Excerpt to read:
= = = =

| | from: http://realitysandwich.com/27172/jhanas_meditative_absorptions/
First Jhana
The first jhana is like the "big wow," an awesome peak experience that arises after the mind has finally settled on the object of concentration with focused, sustained, one-pointed attention. Bodily or emotional rapture called piti may arise, suffusing the body with bliss or filling the mind with awe --sometimes the feeling is more "gross" and embodied, other times more subtle and purely mental. In my experience, the nimitta would become radiant, awesome, and beautiful, and grow to fill my entire field of vision, and surround my body; the experience was like a glowing, energetic light surrounding and cocooning my whole being. It's quite captivating. There is also a sense of seclusion -- of finally being safe from the chattering mind. From my Jewish spiritual perspective, this was like holiness as the big amazing awesomeness, full of mysterium tremendum and radical amazement. It's Niagara Falls, the Grand Canyon. Like many mystics, I'll use erotic analogies as well; the first jhana is like having sex, before orgasm: panting, arousing, ah--ahh---ahh--- that sort of thing.
Eventually, though, the first jhana begins to feel like too much effort. You have to work to keep it up. This is its advantage -- if you didn't work, you wouldn't get in -- but eventually, after anywhere from fifteen minutes to an hour or more (my longest was one hour), the mind gets tired of ecstasy, excitement, and bliss and moves naturally onto the second jhana.
The transition between jhanas is always from gross to subtle: the more gross factors drop off, revealing the more subtle ones underneath. In the case of first-to-second, the factors of applied and sustained thought drop, and the other factors --rapture, joy, and one-pointedness of mind -- reveal themselves more. Usually this "drop" is conscious; after a few weeks of practice, I would feel a kind of mental itchiness when it was time to move on, and would consciously resolve to let the factors drop and the others predominate. A few times, though, the drop happened automatically; the mind would just bail out. Eventually, the four jhanas are kind of like four rooms in a house that you've come to know; you don't even have to make the resolve clearly, because you know the territory, and can recognize it and adjust quite naturally.

= = = =

Supplied material:
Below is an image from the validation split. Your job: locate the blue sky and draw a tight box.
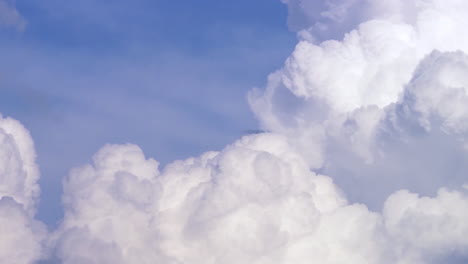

= = = =

What is asked:
A - Answer these questions about the excerpt on the first jhana, one line each:
(i) What is the bodily or emotional rapture that may arise in the first jhana called?
(ii) How long did the writer's longest first jhana last?
(iii) Which factors drop away in the move from the first jhana to the second?
B - Copy the excerpt on the first jhana word for word, starting at "Eventually, though, the" and ending at "the second jhana.".

Results of the tasks:
A -
(i) Piti.
(ii) One hour.
(iii) Applied and sustained thought.

B -
Eventually, though, the first jhana begins to feel like too much effort. You have to work to keep it up. This is its advantage -- if you didn't work, you wouldn't get in -- but eventually, after anywhere from fifteen minutes to an hour or more (my longest was one hour), the mind gets tired of ecstasy, excitement, and bliss and moves naturally onto the second jhana.